GOAL: Rewrite the stretch from the line containing "Q: Pick out each instance of the yellow pasta" through the end of the items, replacing "yellow pasta" with "cooked pasta" and leaving everything else unchanged.

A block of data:

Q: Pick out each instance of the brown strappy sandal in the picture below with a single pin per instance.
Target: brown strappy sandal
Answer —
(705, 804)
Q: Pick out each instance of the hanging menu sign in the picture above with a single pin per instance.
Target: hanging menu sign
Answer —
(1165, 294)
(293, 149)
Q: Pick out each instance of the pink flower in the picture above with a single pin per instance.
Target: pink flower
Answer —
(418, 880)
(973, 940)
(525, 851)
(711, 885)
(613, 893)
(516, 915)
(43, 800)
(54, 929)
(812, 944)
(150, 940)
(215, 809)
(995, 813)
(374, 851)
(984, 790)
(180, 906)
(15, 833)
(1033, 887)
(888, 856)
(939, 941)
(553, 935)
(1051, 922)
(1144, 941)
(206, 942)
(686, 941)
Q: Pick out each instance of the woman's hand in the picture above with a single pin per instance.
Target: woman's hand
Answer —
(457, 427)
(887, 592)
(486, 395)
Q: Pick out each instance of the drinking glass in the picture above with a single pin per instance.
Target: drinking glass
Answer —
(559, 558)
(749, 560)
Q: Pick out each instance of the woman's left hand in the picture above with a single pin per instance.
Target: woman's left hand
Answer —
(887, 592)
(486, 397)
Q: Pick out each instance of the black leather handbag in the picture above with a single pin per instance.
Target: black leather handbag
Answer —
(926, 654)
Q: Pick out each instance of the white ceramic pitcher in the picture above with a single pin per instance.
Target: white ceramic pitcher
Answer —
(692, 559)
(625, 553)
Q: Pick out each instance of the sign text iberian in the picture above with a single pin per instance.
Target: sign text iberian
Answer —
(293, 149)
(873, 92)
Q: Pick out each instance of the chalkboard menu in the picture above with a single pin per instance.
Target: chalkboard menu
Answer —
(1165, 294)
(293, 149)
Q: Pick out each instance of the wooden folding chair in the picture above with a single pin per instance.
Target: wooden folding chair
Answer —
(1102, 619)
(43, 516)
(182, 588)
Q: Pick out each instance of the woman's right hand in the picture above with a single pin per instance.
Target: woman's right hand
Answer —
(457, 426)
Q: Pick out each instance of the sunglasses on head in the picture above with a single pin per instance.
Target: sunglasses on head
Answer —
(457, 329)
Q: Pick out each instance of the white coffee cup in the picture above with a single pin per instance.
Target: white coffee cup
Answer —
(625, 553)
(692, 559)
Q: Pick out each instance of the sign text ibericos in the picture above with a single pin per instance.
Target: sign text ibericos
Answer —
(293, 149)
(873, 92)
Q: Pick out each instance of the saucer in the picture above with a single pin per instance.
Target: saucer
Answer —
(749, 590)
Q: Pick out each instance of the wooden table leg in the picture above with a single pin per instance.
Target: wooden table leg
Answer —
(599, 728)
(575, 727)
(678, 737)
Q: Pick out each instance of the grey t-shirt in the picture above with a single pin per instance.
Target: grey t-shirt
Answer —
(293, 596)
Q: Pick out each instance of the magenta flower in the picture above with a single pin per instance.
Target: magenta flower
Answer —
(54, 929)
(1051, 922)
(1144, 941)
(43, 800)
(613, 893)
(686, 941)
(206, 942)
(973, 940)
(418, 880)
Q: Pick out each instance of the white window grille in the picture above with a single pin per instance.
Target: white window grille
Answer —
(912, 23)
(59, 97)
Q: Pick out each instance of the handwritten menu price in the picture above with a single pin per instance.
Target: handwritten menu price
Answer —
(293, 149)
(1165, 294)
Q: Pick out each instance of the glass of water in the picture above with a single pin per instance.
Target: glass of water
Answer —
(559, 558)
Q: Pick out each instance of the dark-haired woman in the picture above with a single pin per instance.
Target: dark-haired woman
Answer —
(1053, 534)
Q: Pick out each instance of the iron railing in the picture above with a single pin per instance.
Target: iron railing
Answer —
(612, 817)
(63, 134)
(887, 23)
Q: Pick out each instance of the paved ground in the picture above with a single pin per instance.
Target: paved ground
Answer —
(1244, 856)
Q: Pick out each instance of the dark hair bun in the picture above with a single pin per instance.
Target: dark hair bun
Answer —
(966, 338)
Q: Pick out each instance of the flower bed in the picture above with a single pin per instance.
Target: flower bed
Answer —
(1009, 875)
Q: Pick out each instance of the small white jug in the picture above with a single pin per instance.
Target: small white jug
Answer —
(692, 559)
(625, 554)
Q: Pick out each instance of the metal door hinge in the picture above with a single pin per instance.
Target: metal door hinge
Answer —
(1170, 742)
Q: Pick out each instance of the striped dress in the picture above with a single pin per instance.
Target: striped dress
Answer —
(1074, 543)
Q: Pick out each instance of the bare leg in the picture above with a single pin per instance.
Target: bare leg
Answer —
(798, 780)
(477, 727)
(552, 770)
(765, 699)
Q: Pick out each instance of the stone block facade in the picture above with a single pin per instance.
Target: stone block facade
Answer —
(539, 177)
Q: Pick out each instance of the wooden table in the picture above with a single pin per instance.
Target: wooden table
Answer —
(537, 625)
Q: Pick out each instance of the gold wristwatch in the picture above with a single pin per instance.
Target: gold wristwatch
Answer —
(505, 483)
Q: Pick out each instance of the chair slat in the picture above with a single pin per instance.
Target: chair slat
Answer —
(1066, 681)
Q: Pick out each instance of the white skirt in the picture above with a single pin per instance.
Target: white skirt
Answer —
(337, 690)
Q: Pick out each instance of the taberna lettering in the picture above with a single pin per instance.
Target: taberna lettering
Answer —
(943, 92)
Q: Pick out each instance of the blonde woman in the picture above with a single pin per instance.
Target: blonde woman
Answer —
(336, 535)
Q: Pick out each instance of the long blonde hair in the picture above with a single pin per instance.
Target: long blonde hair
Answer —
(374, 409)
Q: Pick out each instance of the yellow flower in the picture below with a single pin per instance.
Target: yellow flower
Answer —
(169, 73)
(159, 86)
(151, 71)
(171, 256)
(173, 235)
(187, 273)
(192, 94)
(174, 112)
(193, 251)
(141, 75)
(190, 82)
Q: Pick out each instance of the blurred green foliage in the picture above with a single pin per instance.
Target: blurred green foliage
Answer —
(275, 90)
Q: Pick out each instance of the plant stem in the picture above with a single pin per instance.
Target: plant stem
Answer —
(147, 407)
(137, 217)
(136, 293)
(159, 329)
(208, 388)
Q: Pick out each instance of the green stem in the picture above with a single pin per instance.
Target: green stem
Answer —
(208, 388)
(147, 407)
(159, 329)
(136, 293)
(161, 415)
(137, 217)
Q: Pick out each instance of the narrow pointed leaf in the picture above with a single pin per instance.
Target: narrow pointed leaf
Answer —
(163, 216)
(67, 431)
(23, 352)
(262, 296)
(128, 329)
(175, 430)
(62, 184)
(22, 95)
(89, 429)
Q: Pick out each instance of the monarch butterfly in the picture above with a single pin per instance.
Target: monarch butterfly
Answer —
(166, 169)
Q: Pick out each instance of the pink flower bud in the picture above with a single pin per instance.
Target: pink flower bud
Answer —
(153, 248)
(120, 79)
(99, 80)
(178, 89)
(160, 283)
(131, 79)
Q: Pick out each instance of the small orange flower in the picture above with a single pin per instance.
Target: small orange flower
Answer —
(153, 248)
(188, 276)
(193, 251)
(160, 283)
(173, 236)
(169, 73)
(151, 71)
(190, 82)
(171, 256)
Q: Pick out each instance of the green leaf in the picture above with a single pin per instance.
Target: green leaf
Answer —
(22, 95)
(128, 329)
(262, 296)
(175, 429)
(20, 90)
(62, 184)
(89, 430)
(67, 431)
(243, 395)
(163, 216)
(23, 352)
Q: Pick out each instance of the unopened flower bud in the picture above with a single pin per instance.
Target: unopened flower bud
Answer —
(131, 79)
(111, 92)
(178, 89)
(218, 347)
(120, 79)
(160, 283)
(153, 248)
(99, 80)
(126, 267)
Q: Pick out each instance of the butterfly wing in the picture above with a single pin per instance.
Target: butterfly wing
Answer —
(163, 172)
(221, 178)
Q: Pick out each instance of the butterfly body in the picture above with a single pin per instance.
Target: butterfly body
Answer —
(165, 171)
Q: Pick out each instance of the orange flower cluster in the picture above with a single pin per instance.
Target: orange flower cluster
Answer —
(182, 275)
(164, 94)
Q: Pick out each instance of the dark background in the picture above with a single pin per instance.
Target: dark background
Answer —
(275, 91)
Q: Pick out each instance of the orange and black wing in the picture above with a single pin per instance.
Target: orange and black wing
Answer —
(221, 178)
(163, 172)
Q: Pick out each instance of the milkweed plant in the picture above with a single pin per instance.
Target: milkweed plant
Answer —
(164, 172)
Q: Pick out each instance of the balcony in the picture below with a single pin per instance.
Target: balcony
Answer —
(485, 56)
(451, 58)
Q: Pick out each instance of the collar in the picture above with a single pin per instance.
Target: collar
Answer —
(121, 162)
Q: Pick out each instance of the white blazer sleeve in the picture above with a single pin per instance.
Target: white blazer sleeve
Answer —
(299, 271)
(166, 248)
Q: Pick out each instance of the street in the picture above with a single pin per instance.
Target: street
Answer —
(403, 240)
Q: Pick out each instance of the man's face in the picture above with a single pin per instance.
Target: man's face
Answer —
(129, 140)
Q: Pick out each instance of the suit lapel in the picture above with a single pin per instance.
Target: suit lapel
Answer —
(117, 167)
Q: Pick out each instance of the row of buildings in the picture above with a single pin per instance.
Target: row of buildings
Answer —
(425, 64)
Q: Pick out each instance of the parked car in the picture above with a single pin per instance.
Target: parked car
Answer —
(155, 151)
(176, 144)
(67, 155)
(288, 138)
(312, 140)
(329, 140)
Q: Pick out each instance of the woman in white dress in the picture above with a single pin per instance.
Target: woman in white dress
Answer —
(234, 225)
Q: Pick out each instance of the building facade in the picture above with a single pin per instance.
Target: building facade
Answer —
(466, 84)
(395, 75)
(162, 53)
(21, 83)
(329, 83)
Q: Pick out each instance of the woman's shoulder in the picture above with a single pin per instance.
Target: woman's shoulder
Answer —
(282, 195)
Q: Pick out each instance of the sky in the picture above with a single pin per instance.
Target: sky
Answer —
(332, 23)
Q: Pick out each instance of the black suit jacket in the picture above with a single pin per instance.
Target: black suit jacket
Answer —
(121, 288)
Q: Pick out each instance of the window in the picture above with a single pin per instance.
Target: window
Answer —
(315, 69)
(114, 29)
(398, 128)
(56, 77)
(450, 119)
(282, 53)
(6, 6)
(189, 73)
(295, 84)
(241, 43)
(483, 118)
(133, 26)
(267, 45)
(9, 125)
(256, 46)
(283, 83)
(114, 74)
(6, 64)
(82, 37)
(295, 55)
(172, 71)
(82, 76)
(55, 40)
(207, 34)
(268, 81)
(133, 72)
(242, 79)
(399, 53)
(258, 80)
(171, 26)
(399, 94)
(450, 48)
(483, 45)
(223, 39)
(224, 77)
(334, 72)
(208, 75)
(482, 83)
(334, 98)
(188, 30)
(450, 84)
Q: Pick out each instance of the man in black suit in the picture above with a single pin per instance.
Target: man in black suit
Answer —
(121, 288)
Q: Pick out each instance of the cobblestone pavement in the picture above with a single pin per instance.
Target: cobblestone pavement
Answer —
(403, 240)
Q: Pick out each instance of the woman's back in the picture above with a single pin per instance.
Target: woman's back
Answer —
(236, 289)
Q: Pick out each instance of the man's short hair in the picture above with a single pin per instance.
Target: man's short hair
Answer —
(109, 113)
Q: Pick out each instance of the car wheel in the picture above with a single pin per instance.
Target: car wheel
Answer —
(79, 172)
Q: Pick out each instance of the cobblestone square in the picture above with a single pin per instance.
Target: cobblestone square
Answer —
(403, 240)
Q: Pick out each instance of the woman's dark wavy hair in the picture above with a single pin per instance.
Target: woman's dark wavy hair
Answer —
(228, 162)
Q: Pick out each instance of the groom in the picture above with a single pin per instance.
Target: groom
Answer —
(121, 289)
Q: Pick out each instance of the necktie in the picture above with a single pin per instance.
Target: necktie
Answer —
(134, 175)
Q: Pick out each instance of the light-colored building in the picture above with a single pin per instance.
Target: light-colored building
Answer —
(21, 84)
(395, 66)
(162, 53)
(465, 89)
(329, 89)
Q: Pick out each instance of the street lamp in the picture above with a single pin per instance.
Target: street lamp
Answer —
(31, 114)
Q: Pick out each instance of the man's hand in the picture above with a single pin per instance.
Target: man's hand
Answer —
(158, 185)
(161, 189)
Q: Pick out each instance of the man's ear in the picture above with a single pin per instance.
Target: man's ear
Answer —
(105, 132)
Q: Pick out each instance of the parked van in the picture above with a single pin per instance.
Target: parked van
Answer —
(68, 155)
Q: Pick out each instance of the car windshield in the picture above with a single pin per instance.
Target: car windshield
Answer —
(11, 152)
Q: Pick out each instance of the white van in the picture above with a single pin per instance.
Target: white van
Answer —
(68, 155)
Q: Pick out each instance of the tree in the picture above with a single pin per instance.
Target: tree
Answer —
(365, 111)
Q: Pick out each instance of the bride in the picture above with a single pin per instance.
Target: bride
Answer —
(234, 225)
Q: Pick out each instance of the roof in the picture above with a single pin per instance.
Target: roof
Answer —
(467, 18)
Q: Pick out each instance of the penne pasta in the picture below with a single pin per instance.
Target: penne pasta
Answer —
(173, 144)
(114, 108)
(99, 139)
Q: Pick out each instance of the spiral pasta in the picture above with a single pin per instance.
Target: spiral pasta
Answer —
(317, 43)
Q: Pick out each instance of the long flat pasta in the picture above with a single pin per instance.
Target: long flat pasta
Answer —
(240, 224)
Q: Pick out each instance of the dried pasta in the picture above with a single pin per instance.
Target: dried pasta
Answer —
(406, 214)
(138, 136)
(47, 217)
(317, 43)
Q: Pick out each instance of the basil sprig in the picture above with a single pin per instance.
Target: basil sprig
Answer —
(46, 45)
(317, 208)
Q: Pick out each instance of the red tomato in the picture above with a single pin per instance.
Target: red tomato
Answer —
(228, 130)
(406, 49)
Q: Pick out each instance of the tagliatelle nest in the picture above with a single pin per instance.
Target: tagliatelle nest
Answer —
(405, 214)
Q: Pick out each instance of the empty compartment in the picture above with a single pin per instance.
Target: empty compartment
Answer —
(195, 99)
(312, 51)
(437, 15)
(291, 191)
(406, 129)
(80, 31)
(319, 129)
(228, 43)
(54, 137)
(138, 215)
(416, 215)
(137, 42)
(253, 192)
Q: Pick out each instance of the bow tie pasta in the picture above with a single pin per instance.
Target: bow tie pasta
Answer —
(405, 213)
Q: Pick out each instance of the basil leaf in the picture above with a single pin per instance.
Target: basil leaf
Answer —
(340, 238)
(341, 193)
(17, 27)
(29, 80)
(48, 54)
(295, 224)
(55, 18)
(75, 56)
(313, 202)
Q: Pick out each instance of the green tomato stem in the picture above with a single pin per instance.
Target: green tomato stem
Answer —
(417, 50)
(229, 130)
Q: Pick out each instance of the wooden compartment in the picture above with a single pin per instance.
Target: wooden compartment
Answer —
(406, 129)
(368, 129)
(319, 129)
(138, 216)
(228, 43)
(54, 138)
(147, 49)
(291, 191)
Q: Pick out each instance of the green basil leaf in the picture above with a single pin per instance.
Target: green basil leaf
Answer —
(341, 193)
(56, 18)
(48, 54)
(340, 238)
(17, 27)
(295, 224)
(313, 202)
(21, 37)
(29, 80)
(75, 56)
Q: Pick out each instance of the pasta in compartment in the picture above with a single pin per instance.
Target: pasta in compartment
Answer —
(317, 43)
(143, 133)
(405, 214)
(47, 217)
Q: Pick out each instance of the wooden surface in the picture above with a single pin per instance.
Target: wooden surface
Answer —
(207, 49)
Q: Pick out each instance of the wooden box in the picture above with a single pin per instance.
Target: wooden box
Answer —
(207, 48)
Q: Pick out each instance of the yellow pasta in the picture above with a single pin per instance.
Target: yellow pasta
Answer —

FINISHED ANSWER:
Q: Pick out each instance of the cooked pasta in the picture above with a single pin per instance.
Target: cooked pasta
Answer —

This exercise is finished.